Bounding-box lines:
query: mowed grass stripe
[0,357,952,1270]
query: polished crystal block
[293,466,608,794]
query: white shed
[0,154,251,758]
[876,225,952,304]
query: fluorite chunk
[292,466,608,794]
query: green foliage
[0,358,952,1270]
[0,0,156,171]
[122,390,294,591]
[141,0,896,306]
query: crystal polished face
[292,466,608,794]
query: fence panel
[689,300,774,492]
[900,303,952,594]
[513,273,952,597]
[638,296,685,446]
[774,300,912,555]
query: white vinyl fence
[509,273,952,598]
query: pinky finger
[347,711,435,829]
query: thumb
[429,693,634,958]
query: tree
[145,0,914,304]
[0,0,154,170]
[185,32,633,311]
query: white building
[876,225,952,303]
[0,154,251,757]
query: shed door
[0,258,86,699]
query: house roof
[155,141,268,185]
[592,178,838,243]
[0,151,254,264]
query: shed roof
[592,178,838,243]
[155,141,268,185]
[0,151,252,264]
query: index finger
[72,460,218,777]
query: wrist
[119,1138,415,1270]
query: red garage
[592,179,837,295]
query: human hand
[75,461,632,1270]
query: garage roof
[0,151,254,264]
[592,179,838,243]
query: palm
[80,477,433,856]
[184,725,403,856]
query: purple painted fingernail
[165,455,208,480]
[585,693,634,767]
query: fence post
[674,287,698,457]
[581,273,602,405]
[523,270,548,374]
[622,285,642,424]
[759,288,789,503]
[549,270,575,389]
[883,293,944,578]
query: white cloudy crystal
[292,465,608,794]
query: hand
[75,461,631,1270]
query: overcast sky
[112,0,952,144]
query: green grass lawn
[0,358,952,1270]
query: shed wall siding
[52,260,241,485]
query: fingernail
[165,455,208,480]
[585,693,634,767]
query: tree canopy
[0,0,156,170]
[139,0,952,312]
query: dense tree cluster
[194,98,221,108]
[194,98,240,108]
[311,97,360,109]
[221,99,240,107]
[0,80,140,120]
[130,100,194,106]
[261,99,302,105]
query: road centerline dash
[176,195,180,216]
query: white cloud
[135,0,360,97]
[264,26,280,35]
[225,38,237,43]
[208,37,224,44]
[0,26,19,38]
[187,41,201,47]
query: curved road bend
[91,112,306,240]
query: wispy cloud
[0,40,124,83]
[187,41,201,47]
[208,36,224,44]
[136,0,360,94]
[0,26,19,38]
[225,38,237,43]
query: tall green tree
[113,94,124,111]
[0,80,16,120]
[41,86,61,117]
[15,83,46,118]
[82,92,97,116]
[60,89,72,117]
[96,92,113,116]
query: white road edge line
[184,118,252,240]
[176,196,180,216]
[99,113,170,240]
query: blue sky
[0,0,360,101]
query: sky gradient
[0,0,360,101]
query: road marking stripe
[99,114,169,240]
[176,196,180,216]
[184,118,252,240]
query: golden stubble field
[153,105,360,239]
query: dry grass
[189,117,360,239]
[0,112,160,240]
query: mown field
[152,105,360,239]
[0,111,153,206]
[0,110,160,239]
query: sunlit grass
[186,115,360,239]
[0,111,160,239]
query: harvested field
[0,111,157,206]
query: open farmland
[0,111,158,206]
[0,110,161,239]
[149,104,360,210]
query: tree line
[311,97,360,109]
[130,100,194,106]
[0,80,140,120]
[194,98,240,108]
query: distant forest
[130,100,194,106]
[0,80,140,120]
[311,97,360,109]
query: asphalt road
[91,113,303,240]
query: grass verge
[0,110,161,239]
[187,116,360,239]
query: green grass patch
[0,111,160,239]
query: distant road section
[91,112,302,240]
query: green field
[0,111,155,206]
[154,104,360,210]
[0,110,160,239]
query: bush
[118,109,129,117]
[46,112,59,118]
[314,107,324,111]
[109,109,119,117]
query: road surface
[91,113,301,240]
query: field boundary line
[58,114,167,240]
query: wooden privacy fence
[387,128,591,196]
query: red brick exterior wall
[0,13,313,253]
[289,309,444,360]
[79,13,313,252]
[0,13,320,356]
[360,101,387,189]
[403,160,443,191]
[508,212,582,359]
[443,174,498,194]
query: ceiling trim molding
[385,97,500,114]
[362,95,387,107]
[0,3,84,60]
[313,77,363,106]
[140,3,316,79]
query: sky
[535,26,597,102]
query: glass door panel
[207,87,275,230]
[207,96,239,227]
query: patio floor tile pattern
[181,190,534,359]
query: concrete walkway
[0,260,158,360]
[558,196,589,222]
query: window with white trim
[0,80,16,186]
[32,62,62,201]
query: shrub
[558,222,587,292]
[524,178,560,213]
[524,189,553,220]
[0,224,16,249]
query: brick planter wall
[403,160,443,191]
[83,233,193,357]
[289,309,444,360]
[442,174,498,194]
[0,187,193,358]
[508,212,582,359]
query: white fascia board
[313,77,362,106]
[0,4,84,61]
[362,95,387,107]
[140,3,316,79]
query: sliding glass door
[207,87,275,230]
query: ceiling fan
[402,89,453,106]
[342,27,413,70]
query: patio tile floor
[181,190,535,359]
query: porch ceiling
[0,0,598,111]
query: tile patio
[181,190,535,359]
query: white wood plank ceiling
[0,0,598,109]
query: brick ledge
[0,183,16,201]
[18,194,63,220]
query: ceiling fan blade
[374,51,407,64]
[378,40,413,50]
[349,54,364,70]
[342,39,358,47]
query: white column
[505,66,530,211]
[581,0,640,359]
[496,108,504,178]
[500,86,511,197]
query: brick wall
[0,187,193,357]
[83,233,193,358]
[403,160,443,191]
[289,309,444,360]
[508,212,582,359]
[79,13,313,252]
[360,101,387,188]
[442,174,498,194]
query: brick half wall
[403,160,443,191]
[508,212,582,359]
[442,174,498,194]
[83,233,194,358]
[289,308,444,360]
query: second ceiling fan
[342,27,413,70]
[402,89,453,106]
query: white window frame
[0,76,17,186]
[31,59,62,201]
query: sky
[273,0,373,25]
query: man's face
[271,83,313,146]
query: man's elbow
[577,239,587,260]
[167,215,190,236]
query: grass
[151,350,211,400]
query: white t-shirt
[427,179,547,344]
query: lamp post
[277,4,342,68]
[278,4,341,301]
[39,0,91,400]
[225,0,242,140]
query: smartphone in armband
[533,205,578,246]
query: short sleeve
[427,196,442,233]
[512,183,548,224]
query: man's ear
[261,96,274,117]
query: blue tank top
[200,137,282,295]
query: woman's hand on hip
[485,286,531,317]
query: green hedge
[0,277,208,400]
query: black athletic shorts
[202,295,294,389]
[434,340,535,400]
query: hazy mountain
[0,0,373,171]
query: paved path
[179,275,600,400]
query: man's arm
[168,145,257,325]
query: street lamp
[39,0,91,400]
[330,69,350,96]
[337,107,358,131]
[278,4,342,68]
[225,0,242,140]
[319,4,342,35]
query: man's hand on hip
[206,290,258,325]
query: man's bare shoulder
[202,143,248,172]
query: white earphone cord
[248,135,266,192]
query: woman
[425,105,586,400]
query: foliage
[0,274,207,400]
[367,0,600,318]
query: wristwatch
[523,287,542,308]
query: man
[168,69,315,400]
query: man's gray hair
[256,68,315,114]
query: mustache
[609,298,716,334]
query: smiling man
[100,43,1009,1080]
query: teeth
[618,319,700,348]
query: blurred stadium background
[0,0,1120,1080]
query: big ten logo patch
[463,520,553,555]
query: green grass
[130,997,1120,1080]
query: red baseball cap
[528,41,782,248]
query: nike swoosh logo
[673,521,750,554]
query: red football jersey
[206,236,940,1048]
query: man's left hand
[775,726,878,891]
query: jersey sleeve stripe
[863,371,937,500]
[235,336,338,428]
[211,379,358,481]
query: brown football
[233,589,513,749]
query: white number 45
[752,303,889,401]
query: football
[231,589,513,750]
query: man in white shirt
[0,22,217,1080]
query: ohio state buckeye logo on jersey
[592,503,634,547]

What you need to do
Please retype every line above without changing anything.

Task answer
query: mowed grass stripe
[0,357,952,1270]
query: polished crystal block
[293,466,608,794]
query: white shed
[0,154,251,758]
[876,225,952,304]
query: fluorite chunk
[292,466,608,794]
query: green foliage
[0,358,952,1270]
[0,0,156,171]
[122,390,294,591]
[141,0,896,306]
query: crystal polished face
[292,466,608,794]
query: fence panel
[689,300,774,492]
[900,303,952,594]
[513,273,952,597]
[638,296,685,446]
[774,300,912,555]
query: white vinyl fence
[509,273,952,598]
query: pinky finger
[347,711,435,829]
query: thumb
[429,693,634,958]
query: tree
[145,0,914,304]
[0,0,154,170]
[185,32,633,311]
query: white building
[876,225,952,303]
[0,154,251,757]
query: shed door
[0,258,86,699]
query: house roof
[155,141,268,185]
[592,178,838,243]
[0,151,254,264]
query: shed roof
[592,178,838,243]
[155,141,268,185]
[0,151,252,264]
query: index finger
[72,460,218,777]
query: wrist
[119,1138,415,1270]
query: red garage
[592,179,837,295]
query: human hand
[75,461,632,1270]
query: garage roof
[0,151,254,264]
[592,179,838,243]
query: palm
[80,477,433,856]
[184,725,403,856]
query: purple painted fingernail
[165,455,208,480]
[585,693,634,767]
query: fence post
[674,287,698,457]
[581,273,602,405]
[523,270,548,374]
[622,285,642,424]
[759,288,789,503]
[549,270,575,389]
[883,293,944,578]
query: white cloudy crystal
[292,465,608,794]
query: hand
[75,461,631,1270]
query: overcast sky
[112,0,952,144]
query: green grass lawn
[0,358,952,1270]
query: shed wall siding
[52,260,241,485]
query: fingernail
[165,455,208,480]
[585,693,634,767]
query: tree canopy
[0,0,156,170]
[139,0,952,312]
query: dense tree cluster
[194,98,221,108]
[194,98,240,108]
[311,97,360,109]
[221,99,240,107]
[0,80,140,120]
[130,100,194,106]
[261,99,302,105]
query: road centerline dash
[176,195,180,216]
query: white cloud
[135,0,360,97]
[264,26,280,35]
[225,38,237,43]
[208,37,224,44]
[0,26,19,38]
[187,41,201,47]
query: curved road bend
[91,112,306,240]
query: wispy cloud
[0,40,124,83]
[187,41,201,47]
[208,36,224,44]
[136,0,360,94]
[0,26,19,38]
[225,38,237,43]
query: tall green tree
[113,94,124,111]
[0,80,16,120]
[41,86,61,117]
[15,83,46,118]
[82,92,97,116]
[60,89,72,117]
[96,92,113,116]
query: white road edge line
[184,118,252,240]
[176,196,180,216]
[99,113,170,240]
query: blue sky
[0,0,360,101]
query: sky gradient
[0,0,360,101]
query: road marking stripe
[99,114,169,240]
[176,196,180,216]
[184,118,252,240]
query: golden stubble field
[153,105,360,239]
query: dry grass
[189,117,360,239]
[0,112,160,240]
query: mown field
[152,105,360,239]
[0,111,153,206]
[0,110,160,239]
query: sunlit grass
[186,115,360,239]
[0,111,160,239]
query: harvested field
[0,111,157,206]
query: open farmland
[0,111,158,206]
[0,110,161,239]
[149,104,360,210]
query: tree line
[311,97,360,109]
[130,100,194,106]
[0,80,140,120]
[194,98,240,108]
query: distant forest
[130,100,194,106]
[0,80,140,120]
[311,97,360,109]
query: asphalt road
[91,113,303,240]
query: grass verge
[0,110,161,239]
[187,116,360,239]
query: green grass patch
[0,111,160,239]
query: distant road section
[91,112,302,240]
query: green field
[0,111,155,206]
[154,104,360,210]
[0,110,160,239]
query: bush
[118,109,129,117]
[46,112,59,118]
[314,107,324,111]
[109,109,119,117]
query: road surface
[91,113,301,240]
query: field boundary line
[58,114,167,240]
query: wooden privacy fence
[387,128,591,196]
query: red brick exterior wall
[0,13,313,253]
[289,309,444,360]
[79,13,313,252]
[0,13,320,356]
[360,101,387,189]
[403,160,443,191]
[508,212,582,359]
[443,174,498,194]
query: ceiling trim molding
[385,97,500,114]
[362,95,387,107]
[0,3,84,60]
[313,77,363,106]
[140,3,316,79]
query: sky
[535,26,597,102]
query: glass door panel
[207,87,275,230]
[207,96,239,227]
query: patio floor tile pattern
[181,190,534,359]
query: concrete walkway
[0,260,158,360]
[558,196,589,222]
query: window with white trim
[0,80,16,186]
[32,62,62,201]
query: shrub
[558,222,587,292]
[524,178,560,213]
[524,189,553,220]
[0,224,16,249]
query: brick planter wall
[403,160,443,191]
[83,233,193,357]
[289,309,444,360]
[442,174,498,194]
[0,187,193,358]
[508,212,582,359]
query: white fascia board
[313,77,362,106]
[0,4,84,61]
[362,95,387,107]
[140,3,316,79]
query: sliding glass door
[207,87,275,230]
query: ceiling fan
[402,89,453,106]
[342,27,413,70]
query: patio tile floor
[181,190,535,359]
query: porch ceiling
[0,0,598,111]
query: tile patio
[181,190,535,359]
query: white wood plank ceiling
[0,0,598,109]
query: brick ledge
[0,183,16,201]
[18,194,63,220]
query: ceiling fan blade
[374,51,407,64]
[378,40,413,50]
[349,54,364,70]
[342,39,358,47]
query: white column
[505,66,530,211]
[581,0,640,359]
[496,108,504,178]
[500,86,511,197]
query: brick wall
[0,187,193,357]
[83,233,193,358]
[403,160,443,191]
[289,309,444,360]
[508,212,582,359]
[79,13,313,252]
[360,101,387,188]
[442,174,498,194]
query: brick half wall
[403,160,443,191]
[508,212,582,359]
[442,174,498,194]
[83,233,194,358]
[289,308,444,360]
query: second ceiling fan
[342,27,413,70]
[402,89,453,106]
query: white window frame
[0,76,17,186]
[31,59,62,201]
query: sky
[273,0,373,25]
query: man's face
[271,83,313,146]
query: man's elbow
[577,239,587,260]
[167,215,190,236]
query: grass
[151,350,211,400]
query: white t-shirt
[427,179,547,344]
query: lamp post
[277,4,342,68]
[278,4,341,301]
[39,0,91,400]
[225,0,242,140]
query: smartphone in armband
[533,205,578,246]
query: short sleeve
[427,196,442,233]
[512,183,548,224]
query: man's ear
[261,96,274,117]
query: blue tank top
[200,137,282,295]
query: woman's hand on hip
[485,286,531,317]
query: green hedge
[0,277,208,400]
query: black athletic shorts
[202,295,294,389]
[434,340,535,400]
query: hazy mountain
[0,0,373,171]
query: paved path
[179,275,600,400]
query: man's arm
[168,145,257,325]
query: street lamp
[39,0,91,400]
[330,69,350,96]
[337,107,358,131]
[278,4,342,68]
[225,0,242,140]
[319,4,342,35]
query: man's hand on hip
[206,290,258,325]
query: man's bare shoulder
[202,143,248,172]
query: white earphone cord
[248,135,266,192]
query: woman
[425,105,586,400]
query: foliage
[0,274,207,400]
[367,0,600,318]
query: wristwatch
[523,287,542,308]
query: man
[168,69,315,400]
query: man's gray hair
[256,68,315,114]
query: mustache
[609,298,716,334]
query: smiling man
[100,43,1009,1080]
query: teeth
[618,319,700,348]
query: blurred stadium background
[0,0,1120,1080]
query: big ten logo patch
[463,520,553,555]
query: green grass
[130,997,1120,1080]
query: red baseball cap
[528,41,782,248]
query: nike swoosh logo
[673,521,750,554]
query: red football jersey
[206,236,940,1048]
query: man's left hand
[775,726,878,891]
query: jersey sleeve stripe
[863,371,937,500]
[235,336,338,428]
[211,379,358,481]
query: brown football
[233,589,513,749]
query: white number 45
[752,303,889,401]
query: football
[231,589,513,750]
query: man in white shirt
[0,22,217,1080]
query: ohio state buckeye logo on jersey
[592,503,634,547]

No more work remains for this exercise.